YOUR INSTRUCTIONS:
Reproduce each of the records below word for word, keeping every line unchanged.

RECORDS FOR PROCESSING:
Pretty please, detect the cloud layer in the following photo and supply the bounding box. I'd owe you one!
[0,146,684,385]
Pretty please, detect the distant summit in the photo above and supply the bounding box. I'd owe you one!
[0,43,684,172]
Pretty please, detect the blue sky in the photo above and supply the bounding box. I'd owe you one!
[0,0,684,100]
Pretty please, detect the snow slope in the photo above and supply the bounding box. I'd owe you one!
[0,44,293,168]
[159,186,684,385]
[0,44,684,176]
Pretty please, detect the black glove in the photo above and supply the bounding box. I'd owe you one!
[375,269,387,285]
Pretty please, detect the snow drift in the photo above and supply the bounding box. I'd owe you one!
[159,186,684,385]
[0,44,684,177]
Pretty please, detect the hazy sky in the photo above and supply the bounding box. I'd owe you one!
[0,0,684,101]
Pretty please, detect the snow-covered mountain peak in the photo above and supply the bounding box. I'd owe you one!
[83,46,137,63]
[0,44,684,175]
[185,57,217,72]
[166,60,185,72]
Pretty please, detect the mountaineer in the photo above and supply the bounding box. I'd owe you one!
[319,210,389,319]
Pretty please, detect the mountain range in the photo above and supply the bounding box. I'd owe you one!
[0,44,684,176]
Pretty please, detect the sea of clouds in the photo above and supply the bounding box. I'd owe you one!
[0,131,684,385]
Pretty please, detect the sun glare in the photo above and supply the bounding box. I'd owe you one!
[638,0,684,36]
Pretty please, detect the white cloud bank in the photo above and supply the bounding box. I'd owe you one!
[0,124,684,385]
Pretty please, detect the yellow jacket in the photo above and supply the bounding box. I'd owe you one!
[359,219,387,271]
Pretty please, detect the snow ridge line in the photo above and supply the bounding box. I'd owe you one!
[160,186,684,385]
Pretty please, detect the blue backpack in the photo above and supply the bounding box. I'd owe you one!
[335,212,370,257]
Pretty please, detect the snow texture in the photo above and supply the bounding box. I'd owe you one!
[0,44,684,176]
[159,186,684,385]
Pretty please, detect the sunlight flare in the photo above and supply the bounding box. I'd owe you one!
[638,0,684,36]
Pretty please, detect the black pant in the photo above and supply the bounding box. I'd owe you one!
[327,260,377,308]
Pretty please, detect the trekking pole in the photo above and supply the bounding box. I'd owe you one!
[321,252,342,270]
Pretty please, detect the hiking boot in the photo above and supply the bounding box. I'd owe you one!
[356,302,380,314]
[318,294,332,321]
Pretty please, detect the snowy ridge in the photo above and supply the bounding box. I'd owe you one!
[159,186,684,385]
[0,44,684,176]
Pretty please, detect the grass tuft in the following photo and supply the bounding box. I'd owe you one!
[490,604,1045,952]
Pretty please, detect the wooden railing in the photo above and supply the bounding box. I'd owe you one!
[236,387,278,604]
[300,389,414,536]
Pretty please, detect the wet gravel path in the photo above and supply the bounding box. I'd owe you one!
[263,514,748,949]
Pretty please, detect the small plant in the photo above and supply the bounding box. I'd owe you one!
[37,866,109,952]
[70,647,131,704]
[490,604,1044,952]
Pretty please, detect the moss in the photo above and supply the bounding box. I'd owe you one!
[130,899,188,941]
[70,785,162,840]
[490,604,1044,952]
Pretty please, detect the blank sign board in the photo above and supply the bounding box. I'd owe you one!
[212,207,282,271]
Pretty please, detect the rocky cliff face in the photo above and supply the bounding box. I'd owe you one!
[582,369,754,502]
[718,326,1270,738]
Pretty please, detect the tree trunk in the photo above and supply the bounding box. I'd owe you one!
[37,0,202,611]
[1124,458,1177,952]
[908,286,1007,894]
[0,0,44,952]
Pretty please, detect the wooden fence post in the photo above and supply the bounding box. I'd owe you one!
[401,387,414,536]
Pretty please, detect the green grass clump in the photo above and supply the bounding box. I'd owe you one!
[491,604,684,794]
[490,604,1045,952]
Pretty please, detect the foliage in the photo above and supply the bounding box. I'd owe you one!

SOLUTION:
Pretty please, detect the cloud layer in the following photo and supply the bounding box. I'd owe you one!
[0,146,684,385]
Pretty please, detect the distant summit in the photo above and supply the bounding box. I'd owe you one!
[0,43,684,172]
Pretty please, detect the blue sky in the photo above and supply the bounding box. I'd owe you one!
[0,0,684,100]
Pretty please, detect the snow slope in the photo above and supply the bounding box. I'd owe you one!
[0,44,293,168]
[159,186,684,385]
[0,44,684,176]
Pretty please, detect the black glove in the photo above and supply the bounding box. I'd owe you one!
[375,269,387,285]
Pretty please, detect the snow drift in the photo above and supply the bounding box. I'd owe you one!
[159,186,684,385]
[0,44,684,177]
Pretty please, detect the hazy sky in the photo above and supply the bounding box. I'd owe you one!
[0,0,684,101]
Pretty please, detect the snow-covered mountain peak in the photo above and supply the bounding box. I'd owe you one!
[83,46,137,63]
[0,44,684,175]
[185,57,217,72]
[166,60,185,72]
Pretty please, detect the mountaineer in the photo above and supply the bounding box. I'd owe you one!
[319,210,389,319]
Pretty please, detect the mountain range in the photo above and supply the bounding box. I'd owe you one!
[0,44,684,176]
Pretty please, detect the sea of clouds in the photo above and supply the bounding box. I'd owe you one!
[0,131,684,385]
Pretty please, detect the sun glare in the photo above and supply the bounding box. I'd owe you one!
[638,0,684,36]
Pretty please, detect the white cloud bank in the photo above and supply the bounding box. I'd owe you one!
[0,124,684,385]
Pretty please, detect the yellow jacket in the photo above and supply the bounding box. I'd owe you one!
[359,219,387,271]
Pretty please, detect the snow ridge line in the photo above and supply the bounding box. I'd owe you one!
[160,186,684,385]
Pretty please, detect the blue backpack in the photo above and supply the bounding box. I'd owe you one!
[335,212,370,257]
Pretty please, detect the snow texture in the photo above and supply the bounding box. I'd owe you one!
[0,44,684,176]
[159,186,684,385]
Pretty please, detect the sunlight flare in the photo above and supply the bounding box. I'd owe you one!
[638,0,684,36]
Pretty please, detect the black pant in the photo above and supply the bounding box. I'd owe you one!
[327,260,377,308]
Pretty please, detect the trekking pole in the photo above and supply the bounding box. I'd owe you one!
[321,252,342,270]
Pretty please, detect the hiking boot in the photo above and supply the bounding box. I'd owe you one!
[356,302,380,314]
[318,294,332,321]
Pretty please, detect the snowy ridge in the photo above and supply the bounding box. I'd owe you one!
[159,186,684,385]
[0,44,684,176]
Pretty please, detect the grass tuft in the following photo and supply the bounding box. I'd owe you one!
[490,604,1045,952]
Pretty please, detect the wooden railing in the photo above and supply the bounding box. I'd owe you one!
[236,387,278,604]
[300,389,414,536]
Pretty please, detect the wet gravel path in the photo above and supply the bounding box. I'd owe you one!
[263,514,748,949]
Pretty please, detect the small plant in the photo above and supply the bounding box. I'd owe you one!
[37,866,109,952]
[70,647,131,704]
[490,604,1044,952]
Pretty please, detect the moss in the photo above and supply the bounding box. I'd owe you one!
[130,899,188,941]
[70,785,162,840]
[490,604,1044,952]
Pretty please, detect the blank sign board in the photo above and supply the bounding box. I'd owe you one!
[212,207,282,271]
Pretty please, detect the rocky cliff face in the photo above and supply the bounding box. I'd owe you one!
[582,369,754,502]
[718,326,1270,738]
Pretty please, detect the tree trunk in the photo above and supply the bounding box. I'd owe you one!
[37,0,202,611]
[1124,458,1177,952]
[908,286,1007,894]
[0,0,44,952]
Pretty please, detect the wooden fence post in the photo above and supply the bounding box. I'd owe you one!
[401,387,414,536]
Pretty please, detect the green grass clump in the photo above and supply the bounding box. I'd owe you one!
[491,604,684,794]
[490,604,1045,952]
Pretty please, detect the foliage in the photo above and supply the bounding box. I'd owe you one!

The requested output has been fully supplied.